§ Brief A
The narrative about the hospital visit describes what the doctor does before he looks at the narrator's knee. List each of those actions.
§ Brief B
Decide whether each statement below agrees with the hospital narrative. Answer yes or no for each one, and quote the words from the narrative that settle it.
(i) The doctor lets the narrator look at the injured knee.
(ii) The stitches on the top layer will have to be removed later.
(iii) The reflection at the end is written seven years after the night of the accident.
§ Brief C
Continue the personal narrative about being hit by a car, picking up after its final sentence.

§ Source text
########

Now the doctor gives me a shot of pain medicine through the IV and looks at my head.  He shines his flashlight in my eyes and then puts a stitch in my forehead.  Then he looks at my knee and mumbles something about it.  I try to lean forward to see it, but he pushes me back on the pillows and tells me not to look at it.  He tells the nurse to get a suture kit and starts poking around in my knee, half mumbling comments all the while: “missed that artery . . . vein’s not broken . . . that ligament’s okay . . .”
I begin to wonder what I did hurt, since he seems to be saying that everything is pretty much alright.  My curiosity jumps to the fore and I ask, “How many stitches do you think I’ll have?”
“A lot,” he answers, “and several layers of them.  This gash goes all the way to the bone.  The first one will be a running stitch that just keeps going for seven or eight stitches’ worth—and the thread will just disintegrate as it heals—and then there will be more stitches on the next layer, and then maybe fifteen or so on top, which I’ll have to take out after a couple weeks.”
He goes right to work on me, putting all those stitches in my knee, and in what seems like no time at all, he says that I should be sent to a room for the night.  I am shocked to see that the clock in my room already says .  It’s been FOUR HOURS since the car hit me?  It seems to me that the actual time should have been much shorter, even if it did feel like an eternity at some points.

Seven years to the day have passed since that night.  And many times, it still seems like time is speeding along.  Where have the last seven years gone?  It feels like I snapped my fingers, and BAM! here I am.
Other times, though, it seems like those seven years are the entirety of my life.  Was there a time when I didn't get migraines?  A time with no scar on my knee and no lump on my hip?  A time when my faith in the ordinariness of my life extended to believing that no matter how fast a car was going on Albany, it WOULD stop at the crosswalk?

########

(Natural language region descriptions)
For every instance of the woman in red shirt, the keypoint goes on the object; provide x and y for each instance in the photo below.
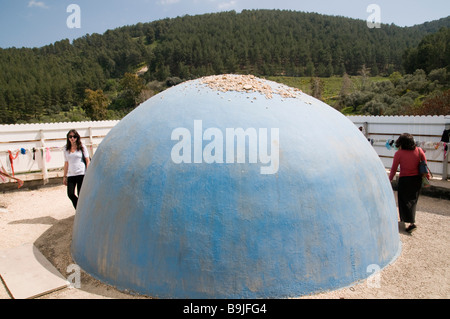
(408, 157)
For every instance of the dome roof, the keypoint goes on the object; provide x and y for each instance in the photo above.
(232, 186)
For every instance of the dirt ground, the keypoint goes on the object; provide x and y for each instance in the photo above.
(45, 217)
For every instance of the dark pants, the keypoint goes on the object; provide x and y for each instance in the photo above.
(72, 182)
(408, 194)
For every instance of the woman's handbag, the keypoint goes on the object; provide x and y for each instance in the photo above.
(423, 171)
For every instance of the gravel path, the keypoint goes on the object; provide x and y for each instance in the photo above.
(45, 217)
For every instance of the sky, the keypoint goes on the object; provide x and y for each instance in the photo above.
(35, 23)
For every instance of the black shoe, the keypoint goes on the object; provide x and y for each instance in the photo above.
(411, 228)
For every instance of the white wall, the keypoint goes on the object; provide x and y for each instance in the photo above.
(49, 140)
(427, 130)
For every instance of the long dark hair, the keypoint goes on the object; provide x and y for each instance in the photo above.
(69, 145)
(406, 141)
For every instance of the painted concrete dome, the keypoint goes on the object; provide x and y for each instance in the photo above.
(232, 186)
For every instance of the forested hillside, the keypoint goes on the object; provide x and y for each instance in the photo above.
(96, 76)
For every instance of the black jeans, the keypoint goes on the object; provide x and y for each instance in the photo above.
(72, 182)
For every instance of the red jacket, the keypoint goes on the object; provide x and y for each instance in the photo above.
(408, 161)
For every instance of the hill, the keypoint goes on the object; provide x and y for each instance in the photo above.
(60, 77)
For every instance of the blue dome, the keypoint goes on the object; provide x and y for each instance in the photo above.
(234, 187)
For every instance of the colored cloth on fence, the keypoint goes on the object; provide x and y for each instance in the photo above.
(11, 160)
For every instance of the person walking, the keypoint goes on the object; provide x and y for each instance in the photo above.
(408, 156)
(76, 162)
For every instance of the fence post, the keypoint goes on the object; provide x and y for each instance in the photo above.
(366, 129)
(445, 160)
(91, 141)
(44, 162)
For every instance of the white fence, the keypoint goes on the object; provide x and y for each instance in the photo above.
(34, 151)
(427, 131)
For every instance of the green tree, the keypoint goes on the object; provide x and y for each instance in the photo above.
(132, 86)
(95, 104)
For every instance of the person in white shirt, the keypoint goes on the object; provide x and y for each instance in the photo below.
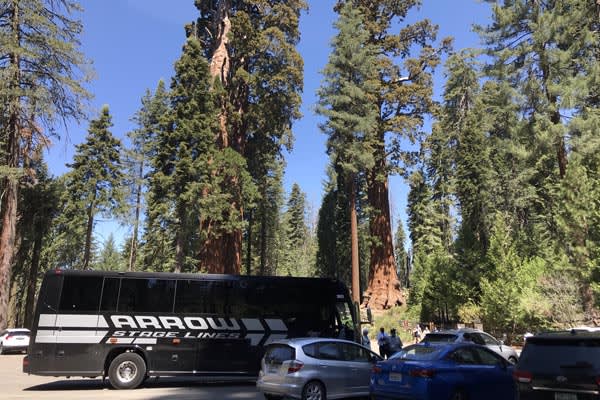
(365, 341)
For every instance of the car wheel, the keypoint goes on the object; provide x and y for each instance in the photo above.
(126, 371)
(313, 390)
(458, 395)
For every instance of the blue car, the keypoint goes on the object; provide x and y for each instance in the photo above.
(455, 371)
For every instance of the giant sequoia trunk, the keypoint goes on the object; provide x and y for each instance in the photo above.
(354, 240)
(10, 187)
(222, 251)
(384, 288)
(7, 244)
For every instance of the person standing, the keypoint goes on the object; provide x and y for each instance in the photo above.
(365, 341)
(382, 342)
(417, 333)
(395, 343)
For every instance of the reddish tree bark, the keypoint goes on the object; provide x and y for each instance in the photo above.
(10, 196)
(384, 287)
(354, 240)
(222, 251)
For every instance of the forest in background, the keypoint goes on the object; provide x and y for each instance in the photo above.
(504, 202)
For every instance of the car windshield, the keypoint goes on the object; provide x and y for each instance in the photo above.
(440, 338)
(564, 354)
(417, 352)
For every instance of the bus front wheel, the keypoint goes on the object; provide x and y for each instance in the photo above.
(127, 371)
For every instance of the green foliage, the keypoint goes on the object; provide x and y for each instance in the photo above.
(137, 161)
(510, 289)
(394, 318)
(93, 187)
(110, 258)
(299, 246)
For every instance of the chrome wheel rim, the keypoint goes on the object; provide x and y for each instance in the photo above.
(126, 371)
(314, 392)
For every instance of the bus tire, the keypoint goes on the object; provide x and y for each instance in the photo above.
(127, 371)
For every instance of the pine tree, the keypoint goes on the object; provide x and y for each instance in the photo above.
(40, 85)
(110, 258)
(333, 231)
(180, 169)
(257, 80)
(345, 100)
(38, 208)
(144, 140)
(93, 186)
(548, 54)
(401, 255)
(403, 97)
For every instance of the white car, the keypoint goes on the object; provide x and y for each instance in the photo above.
(14, 340)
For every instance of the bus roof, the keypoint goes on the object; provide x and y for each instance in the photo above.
(193, 276)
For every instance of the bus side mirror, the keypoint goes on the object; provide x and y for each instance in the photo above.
(369, 316)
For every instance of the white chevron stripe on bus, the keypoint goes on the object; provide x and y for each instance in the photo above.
(276, 325)
(75, 337)
(72, 321)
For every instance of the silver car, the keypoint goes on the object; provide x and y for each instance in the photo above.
(475, 336)
(315, 369)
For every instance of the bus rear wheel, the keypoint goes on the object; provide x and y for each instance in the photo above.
(127, 371)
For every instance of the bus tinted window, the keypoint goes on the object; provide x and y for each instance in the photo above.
(80, 294)
(49, 293)
(207, 297)
(146, 295)
(110, 294)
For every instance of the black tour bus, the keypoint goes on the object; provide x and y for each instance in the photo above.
(129, 326)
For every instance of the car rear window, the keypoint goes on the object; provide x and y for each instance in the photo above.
(440, 338)
(277, 354)
(418, 353)
(557, 354)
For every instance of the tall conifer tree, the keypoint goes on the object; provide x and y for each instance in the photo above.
(403, 97)
(257, 78)
(346, 101)
(94, 185)
(40, 84)
(144, 141)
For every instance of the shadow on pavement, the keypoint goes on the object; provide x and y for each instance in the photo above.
(169, 382)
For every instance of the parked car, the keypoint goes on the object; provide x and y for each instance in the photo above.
(475, 336)
(14, 339)
(443, 371)
(560, 366)
(315, 369)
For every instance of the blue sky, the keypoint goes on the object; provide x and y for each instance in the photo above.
(134, 43)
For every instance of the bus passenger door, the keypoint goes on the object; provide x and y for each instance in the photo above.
(42, 346)
(79, 327)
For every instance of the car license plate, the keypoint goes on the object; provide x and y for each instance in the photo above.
(395, 377)
(565, 396)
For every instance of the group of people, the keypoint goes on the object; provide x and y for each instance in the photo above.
(390, 344)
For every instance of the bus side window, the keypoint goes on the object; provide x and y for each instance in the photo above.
(49, 294)
(110, 293)
(80, 294)
(193, 297)
(146, 295)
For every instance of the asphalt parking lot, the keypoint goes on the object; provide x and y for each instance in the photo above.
(14, 384)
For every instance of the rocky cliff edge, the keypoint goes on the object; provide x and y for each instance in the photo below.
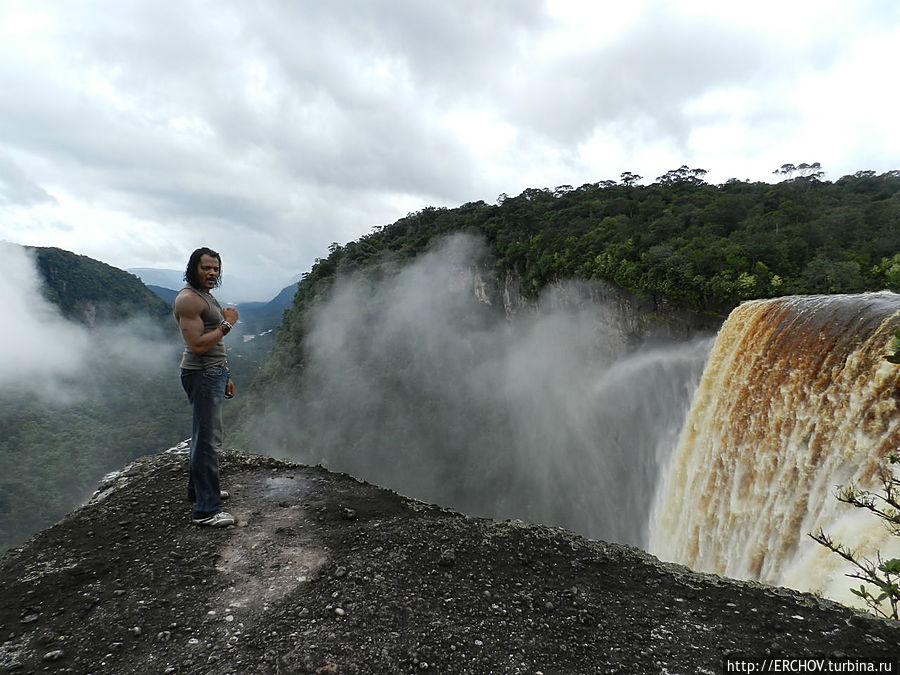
(327, 574)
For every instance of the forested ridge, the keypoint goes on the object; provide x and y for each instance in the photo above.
(701, 246)
(57, 439)
(88, 290)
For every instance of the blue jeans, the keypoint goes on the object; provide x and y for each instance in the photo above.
(206, 392)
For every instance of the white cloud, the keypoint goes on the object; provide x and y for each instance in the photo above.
(269, 131)
(41, 350)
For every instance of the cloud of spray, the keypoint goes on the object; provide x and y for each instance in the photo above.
(552, 416)
(53, 360)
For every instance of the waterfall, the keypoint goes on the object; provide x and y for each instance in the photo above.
(796, 398)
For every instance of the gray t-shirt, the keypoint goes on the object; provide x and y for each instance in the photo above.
(212, 317)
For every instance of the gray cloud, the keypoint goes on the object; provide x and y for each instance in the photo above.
(283, 126)
(18, 188)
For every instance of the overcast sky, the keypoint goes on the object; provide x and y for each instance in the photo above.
(135, 131)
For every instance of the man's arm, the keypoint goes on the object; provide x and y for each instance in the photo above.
(189, 308)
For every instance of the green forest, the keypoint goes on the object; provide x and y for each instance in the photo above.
(700, 246)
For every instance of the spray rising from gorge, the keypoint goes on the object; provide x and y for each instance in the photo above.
(557, 415)
(796, 398)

########

§ Task response A
- Gives the narrator a shot of pain medicine through the IV
- Looks at the narrator's head
- Shines his flashlight in the narrator's eyes
- Puts a stitch in the narrator's forehead

§ Task response B
(i) No: "he pushes me back on the pillows and tells me not to look at it."
(ii) Yes: "maybe fifteen or so on top, which I’ll have to take out after a couple weeks."
(iii) Yes: "Seven years to the day have passed since that night."

§ Task response C
I barely remember that girl sometimes.  Sometimes I miss her.  For although I used to be her, she is no longer me.  She dreamed of a glorious death sometimes.  Running into the street to push a little kid out of the way of the car.  Getting shot for her faith by Columbine-ish gunmen.  Becoming a martyr overseas.
Perhaps it took a brush with death for me to realize that how I die isn't as important as how I live.  I would still like to have a meaningful death-- don't get me wrong-- but a meaningful death would not make up for a meaningless life.  Every moment counts; every second matters.  Every choice I make and action I do has the ability to impact someone.  I can choose to be jaded and neurotic, a control-freak who alienates those around her.  Or I can choose to be compassionate and encouraging, someone who does her best and helps others.  And whatever I choose to make of each day of my life will leave behind an imprint, an echo of me.  I would like that to be a good aftertaste in the mouths of others.
I made some good choices back then, when the crash happened; such as choosing to trust God rather than freak out.  But some of my choices were not so good; for instance, my faith in drivers always paying attention to what they're doing.  Now I am more deliberate about Who I place my faith in.  And even in light of the crash, I would have to say that  He's never let me down yet.  But that's another story...



Endnotes


[†] If you’re not familiar with this song, here are some of the lyrics:
I’m trading my sorrow;
I’m trading my shame;
I’m layin’ them down for the joy of the Lord!

I’m trading my sickness;
I’m trading my pain;
I’m layin’ them down for the joy of the Lord!
 . . . . .
I am pressed but not crushed,
Persecuted not abandoned,
Struck down but not destroyed—
I am blessed beyond the curse
For his promise will endure
And His joy’s gonna be my strength!
Though the sorrow may last for the night,
His joy comes with the morning!

* This quote is sometimes attributed to Albert Einstein.